**Instruction a**
Please give every line of the records below as a JSON list of strings, one string per line, with blank lines skipped and the pictures left out.

The Virtue of Thanksgiving

A Sermon preached by The Rector on November 23, 2006
Thanksgiving Day



In the Name of God the Father, God the Son and God the Holy Ghost. Amen.

Thanksgiving Day is America’s oldest national holiday, and its history is worth reviewing. In 1620 the Mayflower pilgrims in the Plymouth Colony in Massachusetts gave thanks for their survival, against great odds, in what was to them the wilderness of an utterly New World. Joining them in their Thanksgiving feast were Native Americans, who had given the pilgrims indispensable assistance and to whom America was not a new world at all. The observance of Thanksgiving Day was given fresh, political, impetus by President George Washington in 1789, following the War of Independence from Britain and more than a decade of birth pangs for the emerging United States. In 1863, in the autumn following the decisive Civil War Battles of Vicksburg and Gettyburg, President Abraham Lincoln invested Thanksgiving Day with the significance of what he called a “new birth of freedom.” By 1942, in the midst of the Second World War, Thanksgiving Day had attained thoroughly national status as President Franklin Roosevelt told the nation in his proclamation of Thanksgiving Day, “[We] find our Republic and the nations joined with it waging a battle on many fronts for the preservation of liberty.” As time has gone on, the depth of Thanksgiving Day has grown as a national litany of gratitude for the blessings of life, liberty and justice.

In the days following 9/11, the grace of thanksgiving was much in evidence among New Yorkers. Churches were full. People were grateful to be alive. They cherished their most basic privileges as citizens of a free country. There were wonders, noted in the news media, in the those days: less aggression on the sidewalks; less honking of horns on the streets; and on subways there were frequent instances of giving up seats to the elderly and to mothers with little children. New York’s response to a grievous wound made one proud to be part of the city. But that faded after about a year. Although we are wary of another 9/11, we are also getting back to normal. Thanksgiving is a state of grace – it takes work to make it an habitual virtue.

Though Thanksgiving is a holiday by annual Presidential proclamation and has developed through the great moments of American history, it is by no means restricted to the blessings of the national, political sphere. It is also deeply personal and profoundly spiritual, rooted in the soil of Holy Scripture and the faith of all believers in God.

**Instruction b**
Translate this sentence from the Thanksgiving sermon into Spanish: "Thanksgiving Day is America’s oldest national holiday, and its history is worth reviewing."

**Data section**
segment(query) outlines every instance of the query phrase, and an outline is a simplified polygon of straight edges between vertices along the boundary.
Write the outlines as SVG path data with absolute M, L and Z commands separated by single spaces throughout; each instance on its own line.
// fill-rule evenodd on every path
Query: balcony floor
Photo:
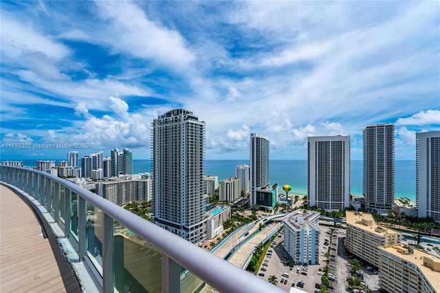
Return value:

**Written answer a**
[
  "segment(query) outlines every instance of the query phrase, and an outline is a simplified polygon of straight edges between vertices along the boundary.",
  "Write the outlines as SVG path data with absolute M, L and Z commands separated by single spaces throughout; each instance on its own line.",
  "// fill-rule evenodd on every path",
  "Query: balcony floor",
  "Photo:",
  "Return value:"
]

**Written answer b**
El Día de Acción de Gracias es la fiesta nacional más antigua de Estados Unidos, y vale la pena repasar su historia.